**Passage given**.
MontanaRon

Just another ordinary English teacher eclectic expat blog about nothing in particular.

Month: January 2009

Livin’ in the Tropics

palm_tree

Well, not quite, but at least the weather is quite a bit warmer than it has been lately, with a high today of around 51 or 52 and very little wind–much nicer. Over the Lunar New Year holiday, I just hunkered down in my warm apartment, only going out for a few groceries.

So, I spent the four days since Saturday downloading and watching all of season 4 of the TV series “Lost” because one of my students started talking about it and saying how much she liked it. I hadn’t watched it for a couple of years, but that changed during my time off. I also downloaded the most recent two episodes of “Battlestar Galactica,” my other favorite TV series. You can watch it on the Sci-Fi channel, which we don’t get here.

I see that the Yanks re-signed lefty Andy Pettitte to a new contract. That really shores up the pitching staff and I’m sure World Series dreams are floating around inside every Yankee fan’s head–I know I’m having that dream. More later.

**Stated task 1**. Please restate the blog post from "Month: January 2009" through "don’t get here.", switching "apartment" to "house".
**Stated task 2**. According to the blog post, on which channel can "Battlestar Galactica" be watched?
**Stated task 3**. Sum up the blog post in two sentences.
The listing after this point is separate material, unrelated to the blog post.

**Entries supplied**.
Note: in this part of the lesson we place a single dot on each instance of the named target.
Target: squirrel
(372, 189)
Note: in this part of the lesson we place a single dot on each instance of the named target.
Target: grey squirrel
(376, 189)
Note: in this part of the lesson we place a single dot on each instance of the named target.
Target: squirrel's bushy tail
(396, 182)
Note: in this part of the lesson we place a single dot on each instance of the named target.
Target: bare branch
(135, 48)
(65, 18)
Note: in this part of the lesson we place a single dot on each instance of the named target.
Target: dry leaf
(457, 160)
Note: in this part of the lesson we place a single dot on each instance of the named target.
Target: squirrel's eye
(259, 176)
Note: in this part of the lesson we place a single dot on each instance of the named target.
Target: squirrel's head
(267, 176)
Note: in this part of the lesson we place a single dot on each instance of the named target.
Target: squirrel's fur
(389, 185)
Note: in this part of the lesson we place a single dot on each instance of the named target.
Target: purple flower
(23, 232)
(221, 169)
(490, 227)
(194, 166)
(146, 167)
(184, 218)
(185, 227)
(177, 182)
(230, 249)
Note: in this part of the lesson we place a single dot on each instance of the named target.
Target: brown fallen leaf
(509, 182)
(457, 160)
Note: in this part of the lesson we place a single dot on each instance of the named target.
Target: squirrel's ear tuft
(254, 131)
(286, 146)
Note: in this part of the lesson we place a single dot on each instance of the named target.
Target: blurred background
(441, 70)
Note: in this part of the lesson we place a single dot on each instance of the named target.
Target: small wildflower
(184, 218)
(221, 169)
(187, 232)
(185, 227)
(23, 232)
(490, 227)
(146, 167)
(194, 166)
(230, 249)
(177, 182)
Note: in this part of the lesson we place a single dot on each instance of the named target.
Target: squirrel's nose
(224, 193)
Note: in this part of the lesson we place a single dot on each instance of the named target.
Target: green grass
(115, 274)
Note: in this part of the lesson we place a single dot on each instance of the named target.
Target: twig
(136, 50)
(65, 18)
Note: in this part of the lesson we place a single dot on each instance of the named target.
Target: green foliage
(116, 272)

**Written reply 1**.
Month: January 2009

Livin’ in the Tropics

palm_tree

Well, not quite, but at least the weather is quite a bit warmer than it has been lately, with a high today of around 51 or 52 and very little wind–much nicer. Over the Lunar New Year holiday, I just hunkered down in my warm house, only going out for a few groceries.

So, I spent the four days since Saturday downloading and watching all of season 4 of the TV series “Lost” because one of my students started talking about it and saying how much she liked it. I hadn’t watched it for a couple of years, but that changed during my time off. I also downloaded the most recent two episodes of “Battlestar Galactica,” my other favorite TV series. You can watch it on the Sci-Fi channel, which we don’t get here.

**Written reply 2**. The Sci-Fi channel.

**Written reply 3**. Over the Lunar New Year holiday, the writer stayed in a warm apartment and spent four days watching all of season 4 of "Lost," along with the two newest episodes of "Battlestar Galactica." The post also mentions warmer weather and the Yankees re-signing lefty Andy Pettitte.